━━━━━ Eingabedaten ━━━━━

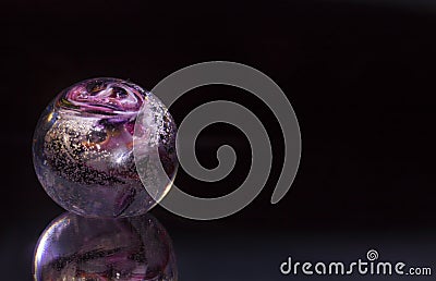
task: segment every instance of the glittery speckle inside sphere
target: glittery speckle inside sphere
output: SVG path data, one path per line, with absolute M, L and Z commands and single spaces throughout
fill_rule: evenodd
M 62 215 L 39 237 L 33 270 L 36 281 L 178 278 L 170 237 L 149 215 L 128 219 Z
M 86 217 L 137 216 L 156 205 L 133 156 L 135 121 L 143 106 L 153 118 L 142 129 L 142 142 L 159 156 L 144 155 L 141 161 L 149 163 L 146 167 L 160 161 L 169 181 L 153 187 L 158 193 L 154 198 L 165 196 L 178 168 L 172 117 L 159 99 L 135 84 L 93 78 L 60 93 L 35 130 L 35 170 L 55 201 Z

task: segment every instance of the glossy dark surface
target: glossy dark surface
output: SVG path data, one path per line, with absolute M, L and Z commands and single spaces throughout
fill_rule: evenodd
M 32 167 L 32 134 L 52 94 L 95 76 L 153 87 L 209 60 L 252 65 L 280 85 L 303 151 L 292 188 L 272 206 L 282 138 L 259 100 L 208 86 L 170 108 L 180 124 L 203 102 L 240 102 L 265 122 L 277 159 L 259 197 L 230 218 L 195 222 L 153 210 L 173 240 L 181 280 L 290 280 L 278 273 L 288 255 L 347 259 L 373 247 L 392 260 L 436 259 L 432 1 L 5 0 L 0 15 L 2 279 L 31 280 L 37 239 L 62 213 Z M 206 129 L 198 160 L 214 168 L 222 143 L 238 154 L 229 179 L 208 184 L 179 171 L 178 186 L 218 196 L 242 182 L 251 155 L 238 130 Z

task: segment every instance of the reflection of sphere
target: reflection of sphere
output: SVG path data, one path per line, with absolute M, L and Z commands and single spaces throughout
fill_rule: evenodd
M 141 107 L 149 117 L 148 126 L 138 132 L 143 146 L 159 156 L 149 152 L 136 160 L 145 162 L 142 173 L 150 179 L 161 162 L 169 179 L 154 191 L 155 198 L 164 197 L 178 167 L 173 119 L 159 99 L 140 86 L 94 78 L 60 93 L 35 130 L 35 170 L 51 198 L 87 217 L 130 217 L 156 204 L 137 175 L 132 151 Z
M 170 237 L 152 216 L 93 219 L 68 212 L 52 221 L 35 251 L 43 280 L 177 280 Z

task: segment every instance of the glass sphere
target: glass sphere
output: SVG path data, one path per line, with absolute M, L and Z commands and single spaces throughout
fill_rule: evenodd
M 177 280 L 170 237 L 152 216 L 84 218 L 68 212 L 39 237 L 34 278 L 44 280 Z
M 135 121 L 141 124 L 141 159 L 133 154 Z M 86 217 L 145 213 L 171 187 L 178 169 L 175 123 L 152 93 L 118 78 L 93 78 L 61 91 L 47 107 L 33 142 L 35 171 L 47 194 L 64 209 Z M 144 152 L 145 151 L 145 152 Z M 149 151 L 149 152 L 147 152 Z M 155 152 L 156 151 L 156 152 Z M 137 174 L 154 179 L 157 166 L 167 181 L 148 181 L 152 197 Z M 144 168 L 145 167 L 145 168 Z

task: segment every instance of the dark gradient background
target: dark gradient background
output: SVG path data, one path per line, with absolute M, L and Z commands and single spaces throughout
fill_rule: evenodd
M 267 186 L 234 216 L 192 221 L 152 211 L 173 239 L 181 280 L 310 280 L 281 277 L 278 267 L 288 256 L 347 261 L 370 248 L 436 270 L 435 28 L 432 1 L 2 1 L 0 279 L 31 280 L 35 243 L 63 211 L 32 164 L 32 135 L 46 105 L 85 78 L 153 88 L 210 60 L 249 64 L 280 85 L 298 115 L 303 152 L 292 188 L 270 205 L 283 139 L 265 105 L 237 88 L 207 86 L 171 107 L 180 123 L 205 101 L 244 105 L 268 129 L 275 154 Z M 251 152 L 237 129 L 202 132 L 199 161 L 215 167 L 222 144 L 239 157 L 229 178 L 208 184 L 180 172 L 182 190 L 218 196 L 238 187 Z

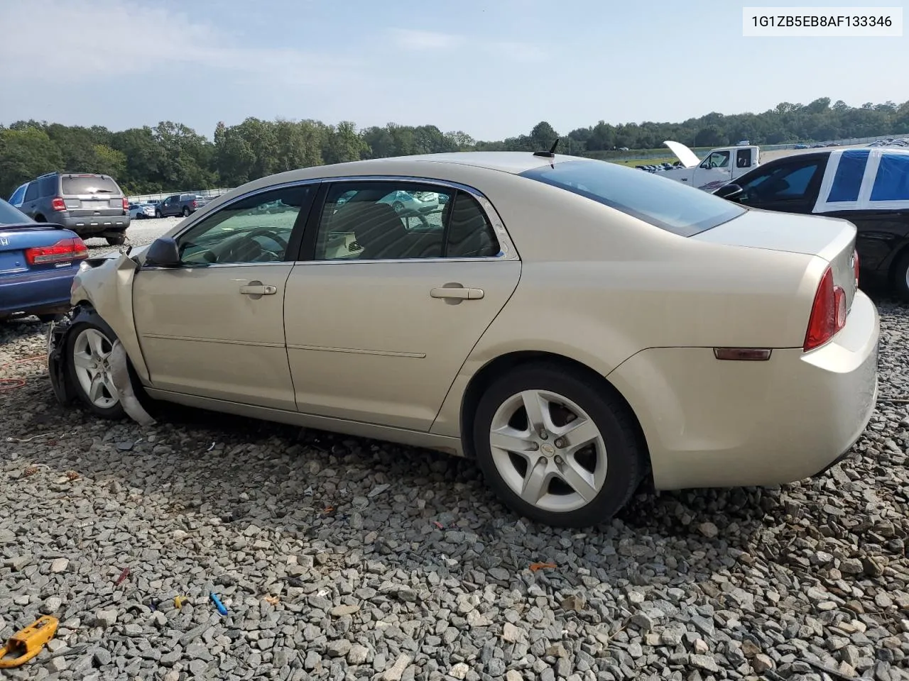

━━━━━

■ **Arbeitsauftrag**: Übertrage den Abschnitt der Auflistung von der Zeile mit "task: segment every instance of the reflection" bis einschließlich der Zeile mit "M 135 121 L" in eine CSV-Datei mit den beiden Spalten "Aufgabe" und "Antwort". Jede Aufgabe steht mit ihrer Antwort in einer eigenen Zeile, jeder Wert in einem einzigen Feld in Anführungszeichen, und Zeilenumbrüche werden dabei durch Leerzeichen ersetzt.

■ **Schriftliche Antwort**:
Aufgabe,Antwort
"task: segment every instance of the reflection of sphere target: reflection of sphere output: SVG path data, one path per line, with absolute M, L and Z commands and single spaces throughout fill_rule: evenodd","M 141 107 L 149 117 L 148 126 L 138 132 L 143 146 L 159 156 L 149 152 L 136 160 L 145 162 L 142 173 L 150 179 L 161 162 L 169 179 L 154 191 L 155 198 L 164 197 L 178 167 L 173 119 L 159 99 L 140 86 L 94 78 L 60 93 L 35 130 L 35 170 L 51 198 L 87 217 L 130 217 L 156 204 L 137 175 L 132 151 Z M 170 237 L 152 216 L 93 219 L 68 212 L 52 221 L 35 251 L 43 280 L 177 280 Z"
"task: segment every instance of the glass sphere target: glass sphere output: SVG path data, one path per line, with absolute M, L and Z commands and single spaces throughout fill_rule: evenodd","M 177 280 L 170 237 L 152 216 L 84 218 L 68 212 L 39 237 L 34 278 L 44 280 Z M 135 121 L 141 124 L 141 159 L 133 154 Z M 86 217 L 145 213 L 171 187 L 178 169 L 175 123 L 152 93 L 118 78 L 93 78 L 61 91 L 47 107 L 33 142 L 35 171 L 47 194 L 64 209 Z M 144 152 L 145 151 L 145 152 Z M 149 151 L 149 152 L 147 152 Z M 155 152 L 156 151 L 156 152 Z M 137 174 L 154 179 L 157 166 L 167 181 L 148 181 L 152 197 Z M 144 168 L 145 167 L 145 168 Z"